= Task directions =
Each entry below must be repeated word for word.

= Supplied records =

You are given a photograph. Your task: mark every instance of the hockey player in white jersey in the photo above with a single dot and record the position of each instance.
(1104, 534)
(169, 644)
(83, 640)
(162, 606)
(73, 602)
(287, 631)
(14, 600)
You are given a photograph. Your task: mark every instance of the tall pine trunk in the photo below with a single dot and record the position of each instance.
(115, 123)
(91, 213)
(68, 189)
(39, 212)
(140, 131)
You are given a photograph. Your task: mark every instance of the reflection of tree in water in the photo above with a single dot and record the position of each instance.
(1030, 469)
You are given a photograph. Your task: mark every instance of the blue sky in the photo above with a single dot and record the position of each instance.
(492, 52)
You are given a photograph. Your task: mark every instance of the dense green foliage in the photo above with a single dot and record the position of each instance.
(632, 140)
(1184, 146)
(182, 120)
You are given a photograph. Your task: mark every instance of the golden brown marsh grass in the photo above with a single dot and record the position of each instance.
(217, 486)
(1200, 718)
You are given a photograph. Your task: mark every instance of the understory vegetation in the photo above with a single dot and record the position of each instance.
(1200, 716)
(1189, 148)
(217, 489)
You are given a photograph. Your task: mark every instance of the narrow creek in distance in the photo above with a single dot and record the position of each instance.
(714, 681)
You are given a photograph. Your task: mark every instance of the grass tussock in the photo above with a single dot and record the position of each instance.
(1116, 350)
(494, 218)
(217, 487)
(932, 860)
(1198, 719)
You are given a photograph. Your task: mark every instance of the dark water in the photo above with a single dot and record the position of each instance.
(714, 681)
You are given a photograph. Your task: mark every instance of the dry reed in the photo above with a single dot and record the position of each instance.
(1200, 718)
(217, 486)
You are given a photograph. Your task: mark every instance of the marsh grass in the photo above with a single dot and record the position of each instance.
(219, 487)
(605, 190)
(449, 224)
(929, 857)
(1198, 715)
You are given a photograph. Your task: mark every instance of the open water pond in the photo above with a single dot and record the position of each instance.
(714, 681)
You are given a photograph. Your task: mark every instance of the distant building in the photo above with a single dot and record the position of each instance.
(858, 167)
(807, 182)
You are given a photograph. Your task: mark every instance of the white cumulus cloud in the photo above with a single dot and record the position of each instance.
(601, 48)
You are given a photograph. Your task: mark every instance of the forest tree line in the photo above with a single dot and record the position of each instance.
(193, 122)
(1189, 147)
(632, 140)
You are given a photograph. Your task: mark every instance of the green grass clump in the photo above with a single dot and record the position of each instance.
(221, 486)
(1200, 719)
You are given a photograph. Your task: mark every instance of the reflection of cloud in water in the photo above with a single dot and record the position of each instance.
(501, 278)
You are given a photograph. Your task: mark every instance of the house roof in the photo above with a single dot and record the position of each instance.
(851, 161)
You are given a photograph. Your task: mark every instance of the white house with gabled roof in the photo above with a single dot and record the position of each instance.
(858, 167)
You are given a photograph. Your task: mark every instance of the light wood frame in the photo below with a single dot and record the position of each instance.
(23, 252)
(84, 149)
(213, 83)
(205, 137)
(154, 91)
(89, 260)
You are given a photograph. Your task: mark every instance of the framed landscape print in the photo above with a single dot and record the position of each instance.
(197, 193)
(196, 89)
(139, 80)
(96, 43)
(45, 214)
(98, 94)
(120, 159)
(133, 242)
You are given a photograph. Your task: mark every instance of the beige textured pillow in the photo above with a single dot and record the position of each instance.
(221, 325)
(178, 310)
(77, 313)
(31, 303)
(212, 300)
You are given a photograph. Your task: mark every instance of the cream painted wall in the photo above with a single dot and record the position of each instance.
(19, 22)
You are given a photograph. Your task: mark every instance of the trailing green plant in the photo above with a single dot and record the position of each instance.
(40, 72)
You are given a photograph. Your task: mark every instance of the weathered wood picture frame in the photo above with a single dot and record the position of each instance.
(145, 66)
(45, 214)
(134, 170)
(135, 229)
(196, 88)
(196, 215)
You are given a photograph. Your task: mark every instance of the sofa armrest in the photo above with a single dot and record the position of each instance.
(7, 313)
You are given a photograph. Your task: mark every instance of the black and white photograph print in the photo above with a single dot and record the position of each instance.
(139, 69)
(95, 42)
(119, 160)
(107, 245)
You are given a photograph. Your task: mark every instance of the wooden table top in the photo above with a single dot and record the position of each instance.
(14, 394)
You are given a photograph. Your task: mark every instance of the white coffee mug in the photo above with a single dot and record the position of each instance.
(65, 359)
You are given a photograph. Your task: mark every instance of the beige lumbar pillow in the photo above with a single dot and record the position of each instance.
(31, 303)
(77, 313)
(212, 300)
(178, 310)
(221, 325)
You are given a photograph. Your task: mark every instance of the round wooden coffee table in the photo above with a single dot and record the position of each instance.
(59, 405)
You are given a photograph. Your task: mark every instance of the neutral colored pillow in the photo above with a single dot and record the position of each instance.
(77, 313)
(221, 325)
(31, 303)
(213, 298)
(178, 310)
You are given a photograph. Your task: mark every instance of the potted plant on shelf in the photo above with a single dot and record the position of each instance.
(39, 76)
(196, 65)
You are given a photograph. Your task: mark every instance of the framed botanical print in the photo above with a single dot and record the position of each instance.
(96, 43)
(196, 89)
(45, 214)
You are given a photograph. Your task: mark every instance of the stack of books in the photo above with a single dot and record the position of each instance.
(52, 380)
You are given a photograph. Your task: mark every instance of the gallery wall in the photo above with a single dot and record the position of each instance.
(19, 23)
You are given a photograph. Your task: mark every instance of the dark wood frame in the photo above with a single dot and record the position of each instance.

= Result =
You are given a photograph. Your task: mark every instance of the hockey player in white jersey in the photo above with a single dot and record the position of each instance.
(1104, 534)
(169, 644)
(83, 640)
(162, 606)
(73, 602)
(287, 631)
(14, 600)
You are given a photograph. Your task: mark every instance of the tall pine trunk in the photo below with a single dot and record the position of each instance.
(115, 123)
(91, 213)
(68, 189)
(39, 212)
(140, 131)
You are given a photograph. Your task: mark every instance of the reflection of tree in water in the photo above with a single dot and record the position of each instance.
(1030, 469)
You are given a photograph. Your task: mark every instance of the blue sky in the photo above with a single dot and record the position of each instance.
(492, 52)
You are given a photograph. Your task: mark every instance of the dense green foliage in the photo above with a single dot and record the position of each instance.
(632, 140)
(1184, 146)
(182, 120)
You are given a photograph. Your task: mark every instance of the golden brown marsh grass in the photo above with a single dot and record the position of each instance.
(217, 486)
(1200, 718)
You are given a photograph. Your task: mark every instance of the understory vegetation in the photo above with a single dot and record the position of each instance.
(1200, 716)
(1189, 148)
(217, 489)
You are given a photograph. Your task: mark every instance of the narrow creek in distance in the photo above with a single dot and record the position of each instance.
(714, 681)
You are given a photograph. Your task: mark every instance of the grass tussock in the photo above with a single dot and record the position of each instance.
(1116, 350)
(494, 218)
(217, 487)
(932, 860)
(1198, 719)
You are given a photograph. Your task: mark every instance of the dark water in the photo above with a single dot and record the position of each instance.
(714, 681)
You are given a photograph. Your task: mark every instance of the dry reed in the photo above with a single dot and record the position of each instance.
(1200, 718)
(217, 486)
You are given a photograph. Your task: mark every instance of the marsh grass in the photo above with a single dot and record the position of each instance.
(219, 487)
(605, 190)
(449, 224)
(929, 857)
(1198, 715)
You are given a photograph. Your task: mark every instance of the open water pond in the photo above with a single dot and record the position of each instance.
(714, 681)
You are given a photograph. Your task: mark every instance of the distant building in the photo above with a single dot and record the position of each instance.
(858, 167)
(807, 182)
You are given a photograph. Your task: mark every instance of the white cumulus cloud in the photo above with a single dot and record the position of each instance.
(601, 48)
You are given a photograph. Your task: mark every instance of the forest tree line in the photo above with a single dot and record the position of each instance.
(193, 122)
(1189, 147)
(632, 140)
You are given a photograph. Your task: mark every instance of the green grass clump in the photo above with a single dot and record the position of each instance.
(221, 486)
(1200, 719)
You are given a photograph. Your task: mark every instance of the reflection of cloud in water in the photo above with a single dot and record the position of each instance.
(501, 278)
You are given a photograph. Your task: mark every instance of the house roof in the photo above with a single dot and record the position of each instance.
(851, 161)
You are given a photograph. Your task: mark every instance of the white house with gabled roof in the photo above with a single dot and record the position of each instance.
(858, 167)
You are given a photograph. Your task: mark every instance of the light wood frame in the photo below with a single dot and record the position of each instance.
(23, 252)
(84, 149)
(213, 83)
(205, 137)
(154, 91)
(89, 260)
You are given a photograph. Your task: mark every instance of the framed landscape print in the photo above with a single dot and record the position of each instance.
(197, 193)
(196, 89)
(139, 80)
(96, 43)
(45, 214)
(98, 94)
(120, 159)
(133, 242)
You are given a photograph. Your task: mark every instance of the beige textured pillow in the photo above with a single dot and record the position of each instance.
(221, 325)
(178, 310)
(77, 313)
(31, 303)
(212, 300)
You are given a photograph. Your task: mark every instance of the cream painted wall in the photo above with a single dot and record the position of each instance.
(19, 22)
You are given a photograph. Your task: mark every instance of the trailing green plant in the photo above with a single dot and record the position of each instance.
(40, 72)
You are given a photograph. Your task: mark every instance of the weathered wood picture frame in the photo above with a single dot and record the position of each instance.
(145, 66)
(45, 214)
(134, 170)
(135, 229)
(196, 88)
(196, 215)
You are given a photograph. Your task: mark every instance of the sofa armrest in the photo above with a single dot and record the position of each instance.
(7, 313)
You are given a photograph. Your task: mark every instance of the black and white photograph print in the photo above with a single dot and record the position of each instance.
(139, 69)
(95, 42)
(119, 160)
(107, 245)
You are given a photograph. Your task: mark every instance of the wooden table top in the photo above with a single dot and record the position of each instance.
(14, 394)
You are given a photograph. Your task: mark every instance of the white coffee mug in the photo above with a single dot and record the position of each instance.
(65, 359)
You are given a photograph. Your task: mark every instance of the beige lumbar pillow in the photo above with a single dot and record the position of each instance.
(31, 303)
(77, 313)
(212, 300)
(178, 310)
(221, 325)
You are given a photograph. Your task: mark every instance of the round wooden coffee table in the photo above with a single dot and record the position of each instance.
(59, 405)
You are given a photograph. Your task: mark every instance of the neutral colored pillow in the photo above with a single dot and record the position of each instance.
(77, 313)
(221, 325)
(31, 303)
(213, 298)
(178, 310)
You are given a photograph. Your task: mark every instance of the potted plant on shelf in the photo above with a single dot and record the position of each instance.
(39, 76)
(196, 65)
You are given a photograph. Your task: mark every instance of the framed botanical print in the photo above with a single dot and record the position of each instance.
(96, 43)
(196, 89)
(45, 214)
You are given a photograph. Your task: mark every instance of the stack of books in the photo above with a single dot and record the position of each instance.
(52, 380)
You are given a photograph. Your task: mark every instance of the gallery wall in the photo above with a single dot and record the position of each instance.
(19, 23)
You are given a photograph. Your task: mark every instance of the dark wood frame in the photo above with a single dot and record the position of each instance.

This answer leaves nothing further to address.